***** Excerpted records *****
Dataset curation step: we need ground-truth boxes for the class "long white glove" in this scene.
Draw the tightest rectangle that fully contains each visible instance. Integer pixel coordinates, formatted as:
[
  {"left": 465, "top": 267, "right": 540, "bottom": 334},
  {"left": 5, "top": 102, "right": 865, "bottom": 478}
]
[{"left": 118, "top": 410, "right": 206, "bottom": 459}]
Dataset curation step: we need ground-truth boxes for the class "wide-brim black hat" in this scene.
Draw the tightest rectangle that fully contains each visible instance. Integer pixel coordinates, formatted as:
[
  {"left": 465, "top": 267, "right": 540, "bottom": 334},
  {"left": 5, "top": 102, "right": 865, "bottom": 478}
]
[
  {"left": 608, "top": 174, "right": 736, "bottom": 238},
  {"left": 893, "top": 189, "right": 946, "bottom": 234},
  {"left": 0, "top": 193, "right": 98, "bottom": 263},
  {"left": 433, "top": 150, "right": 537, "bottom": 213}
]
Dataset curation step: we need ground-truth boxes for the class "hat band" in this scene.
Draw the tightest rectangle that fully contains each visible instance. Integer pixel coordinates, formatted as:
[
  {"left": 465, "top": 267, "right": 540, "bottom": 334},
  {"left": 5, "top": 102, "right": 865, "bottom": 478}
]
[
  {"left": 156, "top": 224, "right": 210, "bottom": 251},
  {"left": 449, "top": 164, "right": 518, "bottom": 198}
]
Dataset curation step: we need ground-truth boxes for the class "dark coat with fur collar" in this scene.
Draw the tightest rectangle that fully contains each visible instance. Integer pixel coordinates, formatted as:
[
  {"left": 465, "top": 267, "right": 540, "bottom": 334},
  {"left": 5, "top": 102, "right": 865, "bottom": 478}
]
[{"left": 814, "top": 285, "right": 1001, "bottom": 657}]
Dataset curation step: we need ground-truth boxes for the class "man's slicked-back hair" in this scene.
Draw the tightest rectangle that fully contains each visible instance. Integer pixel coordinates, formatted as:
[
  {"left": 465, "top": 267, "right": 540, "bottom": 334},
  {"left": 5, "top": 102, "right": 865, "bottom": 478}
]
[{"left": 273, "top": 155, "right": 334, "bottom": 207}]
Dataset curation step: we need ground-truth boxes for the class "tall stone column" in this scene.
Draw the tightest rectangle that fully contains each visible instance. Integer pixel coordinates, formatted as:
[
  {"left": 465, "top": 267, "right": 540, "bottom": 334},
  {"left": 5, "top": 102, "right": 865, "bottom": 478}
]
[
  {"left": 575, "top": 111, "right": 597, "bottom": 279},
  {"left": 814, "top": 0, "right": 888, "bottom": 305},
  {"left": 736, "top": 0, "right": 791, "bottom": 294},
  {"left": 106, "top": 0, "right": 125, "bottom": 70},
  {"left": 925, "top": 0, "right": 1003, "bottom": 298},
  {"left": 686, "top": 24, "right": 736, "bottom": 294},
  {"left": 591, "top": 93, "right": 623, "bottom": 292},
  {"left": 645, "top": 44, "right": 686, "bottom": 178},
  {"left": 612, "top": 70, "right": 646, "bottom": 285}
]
*****
Tally the lines of the data above that contain the string "need", treating uppercase and lowercase as distinct. Reply with the number alone.

### Result for this exercise
6